### EXCERPTED TEXT
=======

The Development of the AFTZ
According to the plan, the establishment of the AFTZ has been in discussion for years, and is expected to complete by 2016.
In 2011, many African leaders decided to accelerate the regional economic integration process and establish a free trade zone to facilitate free flow of goods in Africa. The AFTZ is expected to cover the 26 members of SADC, the Common Market for Eastern and Southern Africa (COMESA) and the East African Community (EAC).
“With 26 member countries, almost half of the total 54 on this continent, SADC, COMESA and EAC have a population of nearly 600 million, accounting for approximately 60% of Africa’s population. They also have the combined gross domestic product (GDP) of nearly $1 trillion dollars, which is 58% of the African economy. The AFTZ between these three major regional organizations would enhance their international competitiveness, and set up a groundbreaking model for the cooperation between similar organizations as well as the comprehensive market integration of the continent,” said Yang Fan, associate professor at China Foreign Affairs University’s Department of Diplomacy and Foreign Affairs, to our journalist during the interview.

=======

### DATA BLOCK
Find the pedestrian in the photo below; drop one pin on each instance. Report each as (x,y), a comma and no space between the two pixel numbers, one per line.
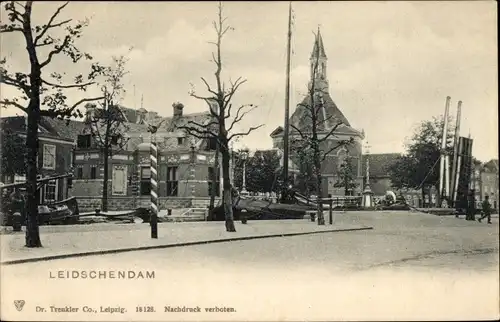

=======

### JOB A
Reproduce the stretch of the AFTZ text from "The Development of" through "complete by 2016.".
### JOB B
According to the AFTZ text, what share of Africa's population do SADC, COMESA and EAC account for?
The listing comes from a separate source and is unrelated to the AFTZ text.

### WORKED ANSWER A
The Development of the AFTZ
According to the plan, the establishment of the AFTZ has been in discussion for years, and is expected to complete by 2016.

### WORKED ANSWER B
Approximately 60%.